» **DIRECTIONS FOR THIS TASK**: Count how many lines in the rows below contain the word "driveway", and reply with that number alone.

» **EXTRACTED MATERIAL**:
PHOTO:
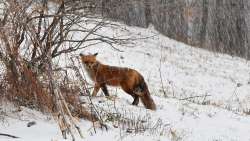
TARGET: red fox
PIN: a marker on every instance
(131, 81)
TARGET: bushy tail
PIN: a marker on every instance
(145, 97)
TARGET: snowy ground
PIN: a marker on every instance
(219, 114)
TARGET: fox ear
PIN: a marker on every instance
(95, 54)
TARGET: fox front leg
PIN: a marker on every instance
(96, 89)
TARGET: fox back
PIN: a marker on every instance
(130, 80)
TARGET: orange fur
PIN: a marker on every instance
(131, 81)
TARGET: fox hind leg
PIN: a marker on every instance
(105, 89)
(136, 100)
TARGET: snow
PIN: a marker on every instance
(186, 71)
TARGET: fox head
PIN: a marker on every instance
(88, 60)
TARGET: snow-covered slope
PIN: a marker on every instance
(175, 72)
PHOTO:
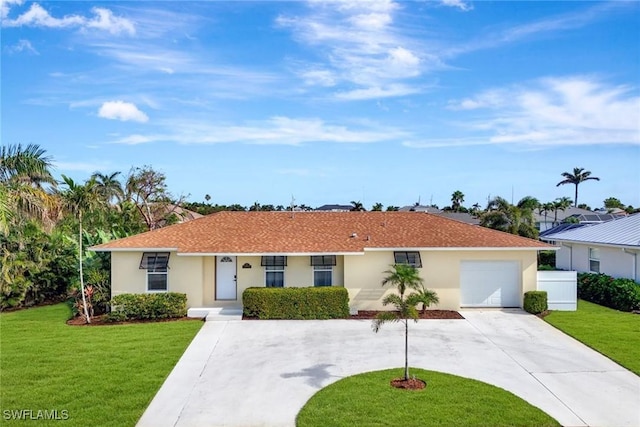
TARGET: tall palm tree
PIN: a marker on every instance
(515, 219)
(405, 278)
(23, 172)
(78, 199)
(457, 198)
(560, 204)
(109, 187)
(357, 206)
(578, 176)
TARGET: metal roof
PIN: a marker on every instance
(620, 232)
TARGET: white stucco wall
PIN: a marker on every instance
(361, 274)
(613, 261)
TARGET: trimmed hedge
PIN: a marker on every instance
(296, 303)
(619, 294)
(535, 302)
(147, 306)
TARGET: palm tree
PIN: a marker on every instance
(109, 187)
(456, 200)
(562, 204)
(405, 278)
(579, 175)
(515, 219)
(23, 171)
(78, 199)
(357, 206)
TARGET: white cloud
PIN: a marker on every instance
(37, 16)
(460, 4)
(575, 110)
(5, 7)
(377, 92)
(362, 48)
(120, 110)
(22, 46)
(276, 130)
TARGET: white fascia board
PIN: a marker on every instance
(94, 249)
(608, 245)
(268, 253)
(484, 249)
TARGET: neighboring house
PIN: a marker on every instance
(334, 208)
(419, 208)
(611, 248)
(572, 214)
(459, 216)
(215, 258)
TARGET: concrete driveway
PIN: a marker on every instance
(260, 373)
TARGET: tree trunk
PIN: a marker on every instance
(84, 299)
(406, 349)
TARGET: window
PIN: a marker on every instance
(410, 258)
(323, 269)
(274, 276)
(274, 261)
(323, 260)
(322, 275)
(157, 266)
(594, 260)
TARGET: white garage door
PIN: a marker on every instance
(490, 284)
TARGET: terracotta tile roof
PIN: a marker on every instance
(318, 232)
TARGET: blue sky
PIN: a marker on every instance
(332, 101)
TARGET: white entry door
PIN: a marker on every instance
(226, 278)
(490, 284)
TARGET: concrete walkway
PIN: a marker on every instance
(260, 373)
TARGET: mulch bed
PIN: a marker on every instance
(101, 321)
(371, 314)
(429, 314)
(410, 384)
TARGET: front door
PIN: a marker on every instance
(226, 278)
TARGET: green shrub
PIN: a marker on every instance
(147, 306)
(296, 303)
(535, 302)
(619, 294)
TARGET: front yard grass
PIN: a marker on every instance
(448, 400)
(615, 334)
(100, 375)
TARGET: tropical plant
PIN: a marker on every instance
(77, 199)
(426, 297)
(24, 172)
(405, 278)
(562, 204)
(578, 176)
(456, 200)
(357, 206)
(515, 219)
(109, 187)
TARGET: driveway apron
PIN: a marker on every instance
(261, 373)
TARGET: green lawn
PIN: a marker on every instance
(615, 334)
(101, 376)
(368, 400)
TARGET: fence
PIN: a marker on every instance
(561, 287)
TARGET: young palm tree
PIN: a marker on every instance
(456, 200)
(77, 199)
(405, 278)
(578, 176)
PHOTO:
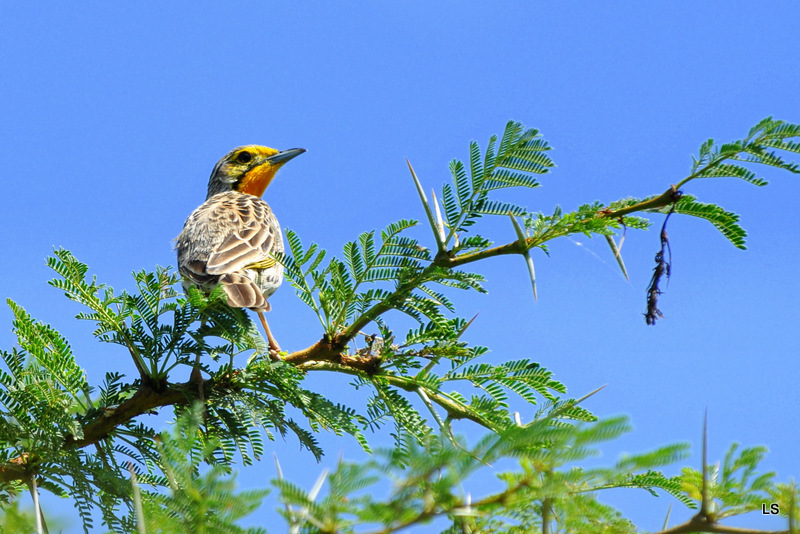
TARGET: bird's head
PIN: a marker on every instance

---

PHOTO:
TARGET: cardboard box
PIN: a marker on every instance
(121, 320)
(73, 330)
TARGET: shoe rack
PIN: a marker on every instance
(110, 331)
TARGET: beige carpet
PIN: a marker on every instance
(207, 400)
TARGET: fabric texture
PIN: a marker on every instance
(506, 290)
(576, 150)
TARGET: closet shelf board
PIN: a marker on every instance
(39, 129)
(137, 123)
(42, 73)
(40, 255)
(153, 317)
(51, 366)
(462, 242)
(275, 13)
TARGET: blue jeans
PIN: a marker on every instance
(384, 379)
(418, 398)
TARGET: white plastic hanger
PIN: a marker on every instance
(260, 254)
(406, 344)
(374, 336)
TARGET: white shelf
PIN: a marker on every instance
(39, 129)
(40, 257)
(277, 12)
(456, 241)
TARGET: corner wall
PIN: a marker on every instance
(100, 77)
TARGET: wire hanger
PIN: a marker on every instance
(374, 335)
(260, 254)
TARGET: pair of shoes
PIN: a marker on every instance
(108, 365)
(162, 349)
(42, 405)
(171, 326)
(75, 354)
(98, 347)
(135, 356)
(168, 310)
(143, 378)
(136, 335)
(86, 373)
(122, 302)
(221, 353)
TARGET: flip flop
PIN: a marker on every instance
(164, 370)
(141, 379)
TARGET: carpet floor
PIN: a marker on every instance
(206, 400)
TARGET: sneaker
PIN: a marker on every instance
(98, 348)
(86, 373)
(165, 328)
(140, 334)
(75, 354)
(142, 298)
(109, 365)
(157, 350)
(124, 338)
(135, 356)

---

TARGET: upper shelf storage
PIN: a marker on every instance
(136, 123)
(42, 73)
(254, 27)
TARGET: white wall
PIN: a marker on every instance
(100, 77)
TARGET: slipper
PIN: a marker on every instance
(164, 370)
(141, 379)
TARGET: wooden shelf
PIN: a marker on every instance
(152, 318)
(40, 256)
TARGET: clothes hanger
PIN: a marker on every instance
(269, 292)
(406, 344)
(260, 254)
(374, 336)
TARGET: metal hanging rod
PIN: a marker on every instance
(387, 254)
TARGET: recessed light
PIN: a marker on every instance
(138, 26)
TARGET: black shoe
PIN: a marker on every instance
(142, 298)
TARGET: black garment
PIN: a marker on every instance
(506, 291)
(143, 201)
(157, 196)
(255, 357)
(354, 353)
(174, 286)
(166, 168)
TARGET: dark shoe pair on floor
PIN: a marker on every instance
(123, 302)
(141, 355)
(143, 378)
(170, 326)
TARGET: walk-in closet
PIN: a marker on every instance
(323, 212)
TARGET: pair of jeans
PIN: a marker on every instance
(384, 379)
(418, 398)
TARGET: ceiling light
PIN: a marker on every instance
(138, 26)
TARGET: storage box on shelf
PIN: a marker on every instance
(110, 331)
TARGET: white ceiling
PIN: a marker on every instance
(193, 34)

» **ANSWER FOR THE TASK**: 2